The current work discusses the enhancement of the image following the optimization using the grey-wolf algorithm. The proposed work also used other similar demons registration algorithms to compare the current framework’s effectiveness. In addition, the proposed system has been compared with other optimization methods as well, in which it has reported superior results compared to the frameworks based on cuckoo search, firefly algorithm, particle swarm optimization, and genetic algorithm. Finally, in

Table 13. Effect of grey-wolf optimization-based demons registration.

	Original Parameters	Optimized Parameters	Improvements
Correlation	0.4666	0.9977	53.2324346 (Increase)
MSE	3.6971 × 10−4	8.3585 × 10−5	77.39173947 (Decrease)
MJE	5.3615	5.3007	1.134011004 (Decrease)
NMI	0.4408	0.4920	10.40650407 (Increase)
Registration time/Frame (sec)	443.242591	428.124839	3.41071736 (Decrease)

the overall improvement as a result of the grey-wolf optimization-based retinal image registration has been reported.

Table 13 clearly shows the improvement of image quality following the image registration using grey-wolf optimized parameters. The increase in correlation between original and registered image (with optimized parameters) clearly indicates the improvement of image quality as an effect of optimization and thus reducing the registration error (by 53.23%). Additionally, the reduction of mean-square error following registration supports the claim. The time complexity has also been addressed during this process as it is visible that a 3.41% reduction of time has taken place as a result of using optimization. The reported case is for 1 frame at a time, hence optimization in image registration will address the time complexity problems of registration frameworks that use medical video of large scale.

◆ WORK REQUEST: Reproduce word for word the portion of the passage on grey-wolf optimized image registration starting at "The current work" and ending at "optimization-based demons registration.".

◆ SUPPLIED DATA:
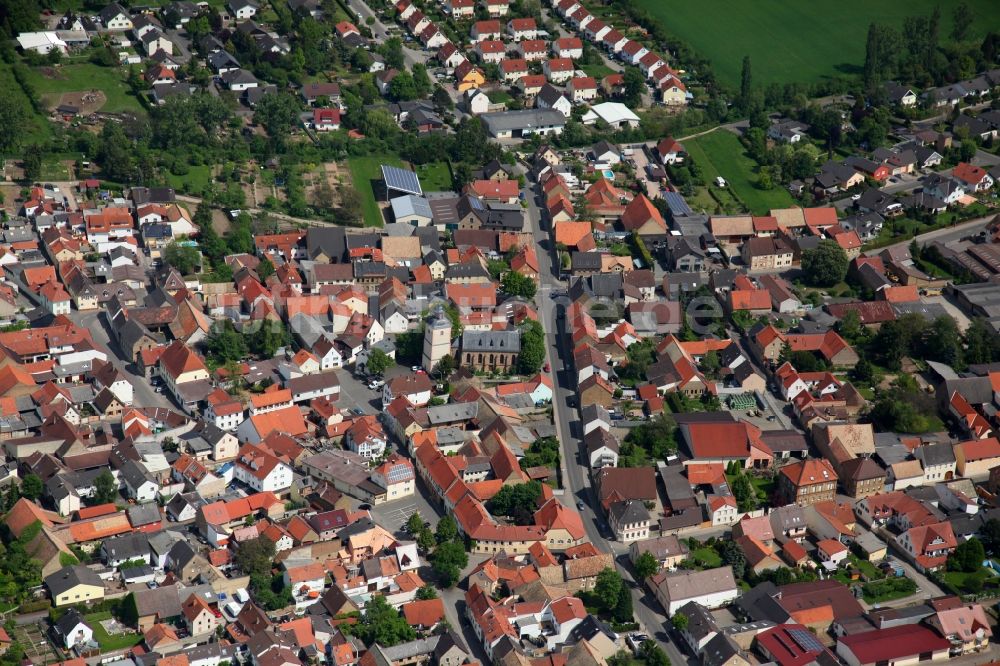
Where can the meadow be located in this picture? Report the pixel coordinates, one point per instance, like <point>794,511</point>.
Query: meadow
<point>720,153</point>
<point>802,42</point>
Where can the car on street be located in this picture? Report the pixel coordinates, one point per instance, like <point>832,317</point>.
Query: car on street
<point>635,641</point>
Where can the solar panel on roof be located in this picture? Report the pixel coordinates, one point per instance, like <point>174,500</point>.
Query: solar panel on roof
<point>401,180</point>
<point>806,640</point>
* * *
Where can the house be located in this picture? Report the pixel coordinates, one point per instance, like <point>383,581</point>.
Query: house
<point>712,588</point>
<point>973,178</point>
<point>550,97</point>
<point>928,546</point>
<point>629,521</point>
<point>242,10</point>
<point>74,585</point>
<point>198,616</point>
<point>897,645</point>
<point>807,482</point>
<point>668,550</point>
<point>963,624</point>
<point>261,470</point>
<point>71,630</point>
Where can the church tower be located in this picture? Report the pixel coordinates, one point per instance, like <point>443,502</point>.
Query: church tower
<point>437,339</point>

◆ EXERCISE ANSWER:
The current work discusses the enhancement of the image following the optimization using the grey-wolf algorithm. The proposed work also used other similar demons registration algorithms to compare the current framework’s effectiveness. In addition, the proposed system has been compared with other optimization methods as well, in which it has reported superior results compared to the frameworks based on cuckoo search, firefly algorithm, particle swarm optimization, and genetic algorithm. Finally, in

Table 13. Effect of grey-wolf optimization-based demons registration.